Baris Tersimpan —

-------------------------

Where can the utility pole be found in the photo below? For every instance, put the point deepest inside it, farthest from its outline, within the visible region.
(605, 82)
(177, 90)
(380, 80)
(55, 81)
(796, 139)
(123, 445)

-------------------------

Tugas Diberikan —
Masukkan semua baris di atas ke dalam daftar JSON berisi string, dengan satu string untuk setiap baris dan tanpa baris kosong.

Jawaban Lengkap —
[
  "Where can the utility pole be found in the photo below? For every instance, put the point deepest inside it, farthest from its outline, within the visible region.",
  "(605, 82)",
  "(177, 90)",
  "(380, 80)",
  "(55, 81)",
  "(796, 139)",
  "(123, 445)"
]